▶ **Text for analysis**
========

In today’s webisode, a pediatric speech pathologist explains ways to help a child with speech delays play well with others. She provides useful strategies to encourage communications and respect between the children. For speech game ideas read our blog “5 Board Games That Promote Speech-Language Skills”
- The right timing for a playdate
- How to introduce a speech delayed child to a regular child
- What signs to look out for as the playdate progresses
Announcer: From Chicago’s leading experts in pediatrics to a worldwide audience, this is Pediatric Therapy TV, where we provide experience and innovation to maximize your child’s potential. Now, your host, here’s
Robyn: Hello, and welcome to Pediatric Therapy TV. I’m your host, Robyn Ackerman, and I’m standing here today with Megan Grant, a Pediatric Speech and Language Pathologist. Megan, can you give our viewers some tips on how to maximize a play date with a child with delayed speech?

========

▶ **Material supplied**
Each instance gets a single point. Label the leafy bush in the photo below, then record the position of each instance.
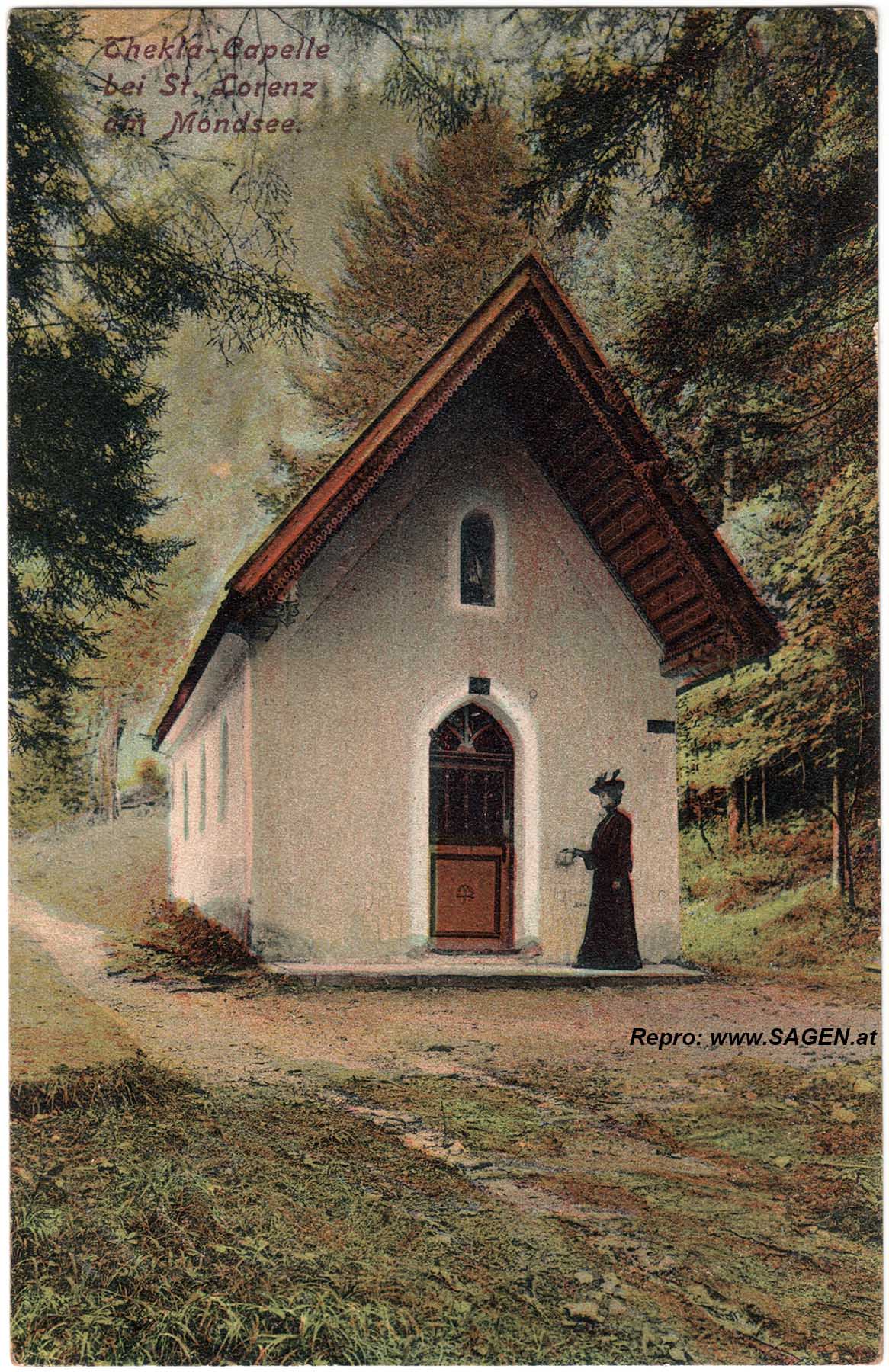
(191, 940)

========

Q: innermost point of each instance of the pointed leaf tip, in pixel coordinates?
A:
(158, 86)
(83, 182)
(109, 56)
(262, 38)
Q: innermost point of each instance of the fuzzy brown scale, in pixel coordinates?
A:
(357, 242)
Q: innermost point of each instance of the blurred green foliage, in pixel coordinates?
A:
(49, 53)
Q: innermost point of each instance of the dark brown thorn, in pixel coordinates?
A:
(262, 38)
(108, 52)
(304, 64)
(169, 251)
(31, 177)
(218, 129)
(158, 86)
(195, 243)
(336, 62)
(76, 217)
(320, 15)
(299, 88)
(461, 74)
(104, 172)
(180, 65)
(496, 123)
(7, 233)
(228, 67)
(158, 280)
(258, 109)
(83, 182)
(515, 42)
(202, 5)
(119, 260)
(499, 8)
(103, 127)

========

▶ **To do**
From the speech-delay playdate text above, copy the passage word for word, starting at the words "- The right" and ending after the words "with delayed speech?".

▶ **Exercise solution**
- The right timing for a playdate
- How to introduce a speech delayed child to a regular child
- What signs to look out for as the playdate progresses
Announcer: From Chicago’s leading experts in pediatrics to a worldwide audience, this is Pediatric Therapy TV, where we provide experience and innovation to maximize your child’s potential. Now, your host, here’s
Robyn: Hello, and welcome to Pediatric Therapy TV. I’m your host, Robyn Ackerman, and I’m standing here today with Megan Grant, a Pediatric Speech and Language Pathologist. Megan, can you give our viewers some tips on how to maximize a play date with a child with delayed speech?